▶ Task prompt
Locate the line that contains "Where can the forked". Reproduce it and all following lines up to the end of the material, exactly and with nothing added.

▶ Excerpted records
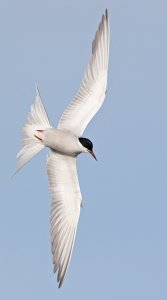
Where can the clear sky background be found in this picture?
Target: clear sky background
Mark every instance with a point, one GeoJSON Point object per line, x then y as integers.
{"type": "Point", "coordinates": [121, 247]}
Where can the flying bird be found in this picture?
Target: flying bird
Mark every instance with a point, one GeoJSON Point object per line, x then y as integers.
{"type": "Point", "coordinates": [66, 143]}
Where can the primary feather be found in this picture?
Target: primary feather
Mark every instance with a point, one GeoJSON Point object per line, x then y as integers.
{"type": "Point", "coordinates": [93, 87]}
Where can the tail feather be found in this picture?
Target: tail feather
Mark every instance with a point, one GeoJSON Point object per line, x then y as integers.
{"type": "Point", "coordinates": [37, 120]}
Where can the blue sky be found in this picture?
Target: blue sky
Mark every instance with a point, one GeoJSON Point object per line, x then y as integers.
{"type": "Point", "coordinates": [121, 246]}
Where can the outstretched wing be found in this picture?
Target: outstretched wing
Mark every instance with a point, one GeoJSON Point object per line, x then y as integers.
{"type": "Point", "coordinates": [65, 209]}
{"type": "Point", "coordinates": [92, 91]}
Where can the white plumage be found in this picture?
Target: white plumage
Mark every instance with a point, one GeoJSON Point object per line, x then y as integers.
{"type": "Point", "coordinates": [65, 144]}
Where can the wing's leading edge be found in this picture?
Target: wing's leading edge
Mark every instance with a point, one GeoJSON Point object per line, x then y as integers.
{"type": "Point", "coordinates": [93, 87]}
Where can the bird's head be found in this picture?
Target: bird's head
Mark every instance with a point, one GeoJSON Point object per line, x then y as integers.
{"type": "Point", "coordinates": [87, 146]}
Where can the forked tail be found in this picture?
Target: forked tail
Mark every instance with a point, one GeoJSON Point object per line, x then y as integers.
{"type": "Point", "coordinates": [37, 121]}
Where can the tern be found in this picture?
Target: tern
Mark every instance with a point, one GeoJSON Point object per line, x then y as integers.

▶ Problem solution
Where can the forked tail be found in this picture?
Target: forked tail
Mark every instance with a point, one GeoJSON Point object per line, x then y as integers.
{"type": "Point", "coordinates": [37, 121]}
Where can the tern be found in this picture?
Target: tern
Mark every instance with a point, one GeoJSON Point object per line, x then y as integers.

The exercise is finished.